KEYNOTE.
Eileen McMahon addressed an audience of engineers, scientists and innovators about how to navigate patent laws. McMahon was one of the keynote speakers at a national robotics conference on Monday, July 9 at the Rosseau Muskoka in Minette.
Photo by Jennifer Bowman
The lead singer of Canadian rock band The Reason took his performing to a different level at a robotics conference at The Rosseau, in Minett, on Monday, July 9.
“It’s easy to sing a song on a mic, but it’s hard talking in-between about interesting stuff and trying to keep people engaged,” Adam White said.
White was one of 13 people who presented or performed at the Innovation Nation Conference and Robotics Competition to a crowd of educators, inventors, engineers, surgeons, and others. After 10 years of performing, White said he’s never played at this kind of function before.
“I’m honoured for you guys to have me here today. This is crazy. This is one of the coolest and weirdest things I’ve ever done,” he told the audience.
With a handful of notes he talked to the audience about how his music comes about, treating them to the first performance of a new song Drive Me Home, the first song he’s written on someone else’s experiences rather than his own.
Debra Vivian, director of communications for the Centre for Surgical Invention, said they chose two artists to perform at the convention because there’s a connection between artists and scientists many don’t think about.

....................

**Activities:**
1. From the robotics conference article, extract the passage that begins at "Debra Vivian, director" and stops after "don’t think about.", copying it word for word.
2. According to the robotics conference article, how many people presented or performed at the Innovation Nation Conference and Robotics Competition?

**Data excerpt:**
....................

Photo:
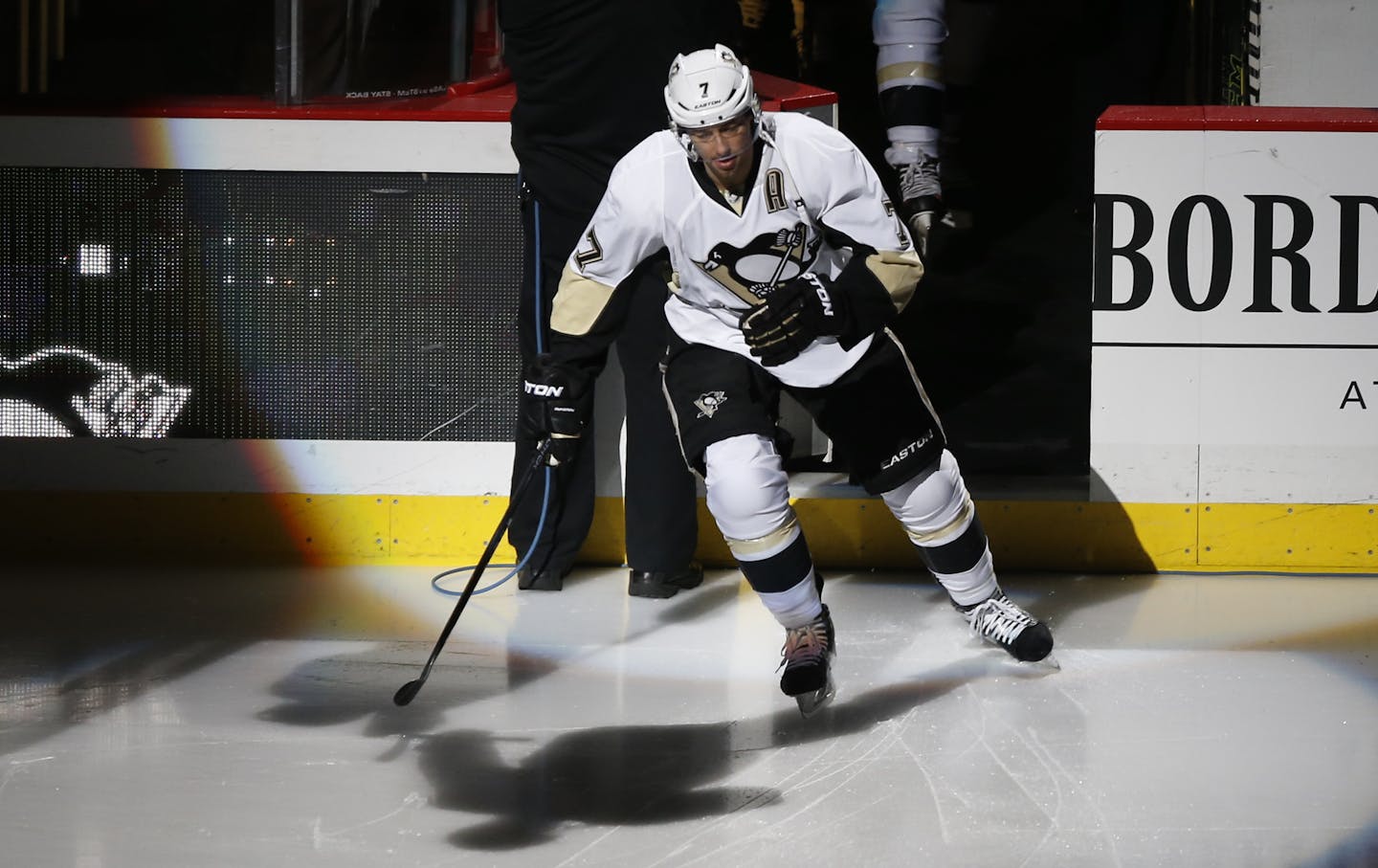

....................

**Written answers:**
1.
Debra Vivian, director of communications for the Centre for Surgical Invention, said they chose two artists to perform at the convention because there’s a connection between artists and scientists many don’t think about.

2. 13